Search each line of the data for the word "beach"; copy every line where it is found.
*** Dataset extract ***
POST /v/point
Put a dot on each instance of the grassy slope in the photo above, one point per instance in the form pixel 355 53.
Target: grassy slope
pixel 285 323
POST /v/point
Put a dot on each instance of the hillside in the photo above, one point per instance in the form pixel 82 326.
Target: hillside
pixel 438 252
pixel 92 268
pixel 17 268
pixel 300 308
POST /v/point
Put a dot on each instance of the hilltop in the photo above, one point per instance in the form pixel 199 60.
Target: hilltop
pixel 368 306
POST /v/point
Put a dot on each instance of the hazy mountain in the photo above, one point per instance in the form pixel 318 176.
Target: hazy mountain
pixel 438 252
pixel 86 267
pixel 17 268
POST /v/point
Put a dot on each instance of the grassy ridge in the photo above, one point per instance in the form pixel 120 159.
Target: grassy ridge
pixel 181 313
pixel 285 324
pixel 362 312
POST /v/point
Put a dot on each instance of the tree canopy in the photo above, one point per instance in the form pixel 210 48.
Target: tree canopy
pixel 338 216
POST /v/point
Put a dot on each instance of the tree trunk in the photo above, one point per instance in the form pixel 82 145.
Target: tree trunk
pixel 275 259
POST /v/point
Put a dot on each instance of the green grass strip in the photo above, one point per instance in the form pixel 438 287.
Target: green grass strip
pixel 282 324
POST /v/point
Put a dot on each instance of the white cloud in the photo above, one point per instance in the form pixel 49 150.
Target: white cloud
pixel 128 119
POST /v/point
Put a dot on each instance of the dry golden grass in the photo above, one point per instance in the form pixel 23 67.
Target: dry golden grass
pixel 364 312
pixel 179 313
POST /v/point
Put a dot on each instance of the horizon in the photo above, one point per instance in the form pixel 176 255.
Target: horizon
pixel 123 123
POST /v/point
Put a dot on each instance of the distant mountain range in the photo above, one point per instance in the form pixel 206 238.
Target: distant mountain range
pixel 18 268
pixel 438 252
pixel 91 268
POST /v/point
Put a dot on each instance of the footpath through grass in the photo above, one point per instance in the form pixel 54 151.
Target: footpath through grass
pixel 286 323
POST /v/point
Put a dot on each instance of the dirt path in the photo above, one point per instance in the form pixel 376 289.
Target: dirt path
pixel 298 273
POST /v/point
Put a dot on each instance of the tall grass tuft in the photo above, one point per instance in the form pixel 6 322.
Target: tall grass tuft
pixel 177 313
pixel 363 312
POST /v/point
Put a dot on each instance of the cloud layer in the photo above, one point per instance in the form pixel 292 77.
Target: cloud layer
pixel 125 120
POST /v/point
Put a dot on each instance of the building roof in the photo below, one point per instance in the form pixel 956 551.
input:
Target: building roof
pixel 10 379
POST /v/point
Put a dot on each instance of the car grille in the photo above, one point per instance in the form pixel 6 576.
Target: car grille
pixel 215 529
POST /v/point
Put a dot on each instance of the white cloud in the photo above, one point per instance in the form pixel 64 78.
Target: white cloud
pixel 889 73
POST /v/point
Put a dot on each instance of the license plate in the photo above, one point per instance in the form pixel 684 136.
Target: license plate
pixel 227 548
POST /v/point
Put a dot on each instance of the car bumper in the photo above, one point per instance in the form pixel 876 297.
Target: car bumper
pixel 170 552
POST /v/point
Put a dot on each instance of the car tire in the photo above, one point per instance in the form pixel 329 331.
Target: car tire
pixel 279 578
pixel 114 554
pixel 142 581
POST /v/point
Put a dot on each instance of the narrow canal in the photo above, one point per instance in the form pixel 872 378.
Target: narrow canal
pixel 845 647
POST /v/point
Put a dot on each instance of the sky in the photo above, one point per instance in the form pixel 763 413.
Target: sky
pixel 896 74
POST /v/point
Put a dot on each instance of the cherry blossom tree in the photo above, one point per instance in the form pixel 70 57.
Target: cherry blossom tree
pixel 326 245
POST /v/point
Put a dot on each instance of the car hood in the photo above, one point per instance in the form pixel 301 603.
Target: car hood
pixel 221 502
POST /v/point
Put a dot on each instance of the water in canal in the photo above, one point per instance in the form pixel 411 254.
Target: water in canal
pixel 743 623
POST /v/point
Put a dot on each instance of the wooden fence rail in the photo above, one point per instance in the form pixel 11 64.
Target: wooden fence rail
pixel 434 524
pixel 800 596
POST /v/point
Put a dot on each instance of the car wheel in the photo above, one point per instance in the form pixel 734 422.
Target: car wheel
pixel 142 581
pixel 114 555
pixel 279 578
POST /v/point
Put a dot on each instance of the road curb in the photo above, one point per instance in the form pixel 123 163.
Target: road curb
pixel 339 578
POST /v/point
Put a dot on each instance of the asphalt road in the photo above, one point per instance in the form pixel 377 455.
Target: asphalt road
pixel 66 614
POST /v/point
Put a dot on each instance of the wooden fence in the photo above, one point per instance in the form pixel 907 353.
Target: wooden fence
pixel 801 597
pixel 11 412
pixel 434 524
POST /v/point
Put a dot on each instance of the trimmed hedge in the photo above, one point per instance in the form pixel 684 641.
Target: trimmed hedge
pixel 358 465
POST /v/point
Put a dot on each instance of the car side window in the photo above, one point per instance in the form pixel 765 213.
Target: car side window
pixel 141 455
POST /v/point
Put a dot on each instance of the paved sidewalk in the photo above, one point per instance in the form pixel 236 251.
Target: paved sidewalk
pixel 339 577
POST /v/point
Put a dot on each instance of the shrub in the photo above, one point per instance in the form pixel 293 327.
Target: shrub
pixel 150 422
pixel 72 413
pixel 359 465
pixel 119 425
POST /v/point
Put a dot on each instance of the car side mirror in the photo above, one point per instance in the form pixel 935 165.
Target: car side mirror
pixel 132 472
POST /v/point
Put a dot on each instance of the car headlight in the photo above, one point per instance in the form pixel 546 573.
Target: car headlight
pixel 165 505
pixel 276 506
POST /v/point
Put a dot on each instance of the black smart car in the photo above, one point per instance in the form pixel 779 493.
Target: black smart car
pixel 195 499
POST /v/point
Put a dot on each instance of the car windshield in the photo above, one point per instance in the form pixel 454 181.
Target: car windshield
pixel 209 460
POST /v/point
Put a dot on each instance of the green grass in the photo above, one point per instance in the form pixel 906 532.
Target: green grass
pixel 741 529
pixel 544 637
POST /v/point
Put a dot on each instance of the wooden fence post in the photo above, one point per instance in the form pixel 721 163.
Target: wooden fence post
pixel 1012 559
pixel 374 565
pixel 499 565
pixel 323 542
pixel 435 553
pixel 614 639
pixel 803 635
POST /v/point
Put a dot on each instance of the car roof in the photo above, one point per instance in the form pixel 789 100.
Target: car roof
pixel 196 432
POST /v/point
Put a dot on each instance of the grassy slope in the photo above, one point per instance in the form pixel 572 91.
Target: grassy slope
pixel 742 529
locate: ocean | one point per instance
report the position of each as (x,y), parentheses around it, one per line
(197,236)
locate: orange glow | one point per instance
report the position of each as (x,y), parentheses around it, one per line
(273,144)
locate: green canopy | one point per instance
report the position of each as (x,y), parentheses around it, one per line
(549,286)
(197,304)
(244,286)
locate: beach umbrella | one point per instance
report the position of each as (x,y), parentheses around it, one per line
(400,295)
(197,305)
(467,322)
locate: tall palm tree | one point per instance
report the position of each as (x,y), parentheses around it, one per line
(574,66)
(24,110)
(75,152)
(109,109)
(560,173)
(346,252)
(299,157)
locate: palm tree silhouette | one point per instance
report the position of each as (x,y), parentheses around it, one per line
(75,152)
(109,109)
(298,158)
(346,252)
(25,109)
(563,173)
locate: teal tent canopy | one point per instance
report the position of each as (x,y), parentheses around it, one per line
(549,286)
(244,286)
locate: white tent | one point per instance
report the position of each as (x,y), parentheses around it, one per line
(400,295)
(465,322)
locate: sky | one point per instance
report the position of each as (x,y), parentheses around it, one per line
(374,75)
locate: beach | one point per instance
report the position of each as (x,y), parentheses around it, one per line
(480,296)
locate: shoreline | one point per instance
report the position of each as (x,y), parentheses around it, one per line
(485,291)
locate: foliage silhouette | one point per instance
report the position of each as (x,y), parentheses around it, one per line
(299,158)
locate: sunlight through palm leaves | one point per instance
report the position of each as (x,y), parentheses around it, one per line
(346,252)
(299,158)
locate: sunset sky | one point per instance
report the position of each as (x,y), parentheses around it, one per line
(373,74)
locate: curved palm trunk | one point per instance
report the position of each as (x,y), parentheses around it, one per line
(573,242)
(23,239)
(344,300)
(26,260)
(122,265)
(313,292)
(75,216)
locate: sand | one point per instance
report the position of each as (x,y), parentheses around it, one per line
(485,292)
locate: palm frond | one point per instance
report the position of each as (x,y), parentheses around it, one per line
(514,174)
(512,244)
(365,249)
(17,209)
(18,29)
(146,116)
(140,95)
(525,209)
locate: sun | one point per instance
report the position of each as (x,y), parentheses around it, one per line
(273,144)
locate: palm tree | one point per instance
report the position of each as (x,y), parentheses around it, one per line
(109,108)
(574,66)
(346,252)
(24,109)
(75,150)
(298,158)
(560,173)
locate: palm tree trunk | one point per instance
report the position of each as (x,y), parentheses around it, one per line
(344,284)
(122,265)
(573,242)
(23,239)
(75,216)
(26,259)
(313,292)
*** End of Dataset extract ***
*** Dataset extract ***
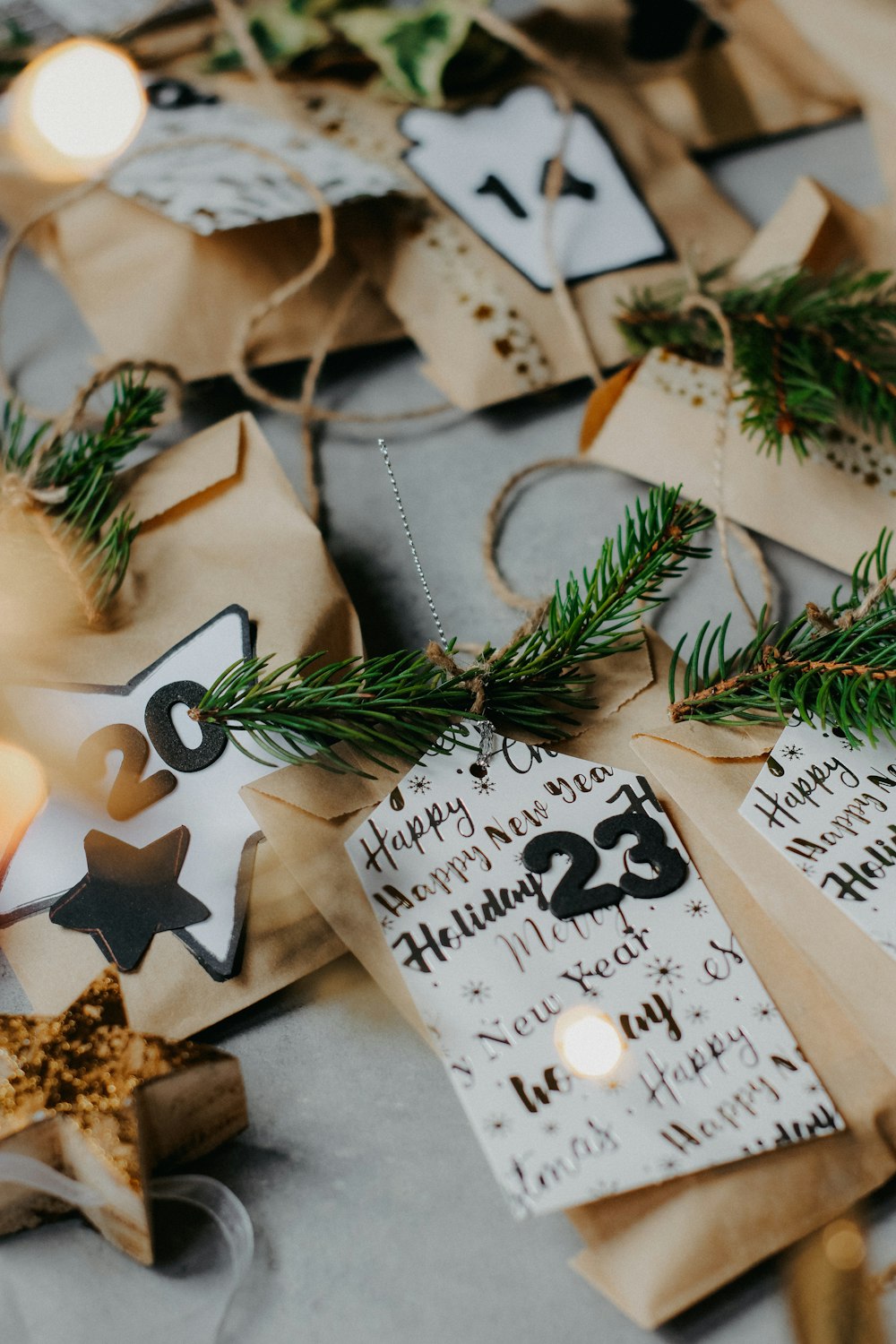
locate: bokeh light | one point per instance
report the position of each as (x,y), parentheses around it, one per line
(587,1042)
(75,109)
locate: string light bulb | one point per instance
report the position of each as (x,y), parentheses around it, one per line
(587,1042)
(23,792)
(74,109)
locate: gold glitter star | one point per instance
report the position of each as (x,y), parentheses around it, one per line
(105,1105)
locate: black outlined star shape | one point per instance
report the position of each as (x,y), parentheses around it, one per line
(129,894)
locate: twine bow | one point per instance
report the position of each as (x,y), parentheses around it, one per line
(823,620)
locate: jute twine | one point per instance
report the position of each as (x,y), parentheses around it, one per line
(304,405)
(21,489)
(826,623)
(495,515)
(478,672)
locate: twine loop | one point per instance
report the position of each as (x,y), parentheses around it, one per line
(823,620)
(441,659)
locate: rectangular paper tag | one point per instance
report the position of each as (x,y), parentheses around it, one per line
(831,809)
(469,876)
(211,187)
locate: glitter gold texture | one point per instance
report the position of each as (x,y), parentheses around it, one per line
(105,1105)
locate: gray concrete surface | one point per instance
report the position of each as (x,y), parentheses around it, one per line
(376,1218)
*** End of Dataset extract ***
*Answer to the exercise*:
locate: beach umbrella | one point per instance
locate: beach | one point per instance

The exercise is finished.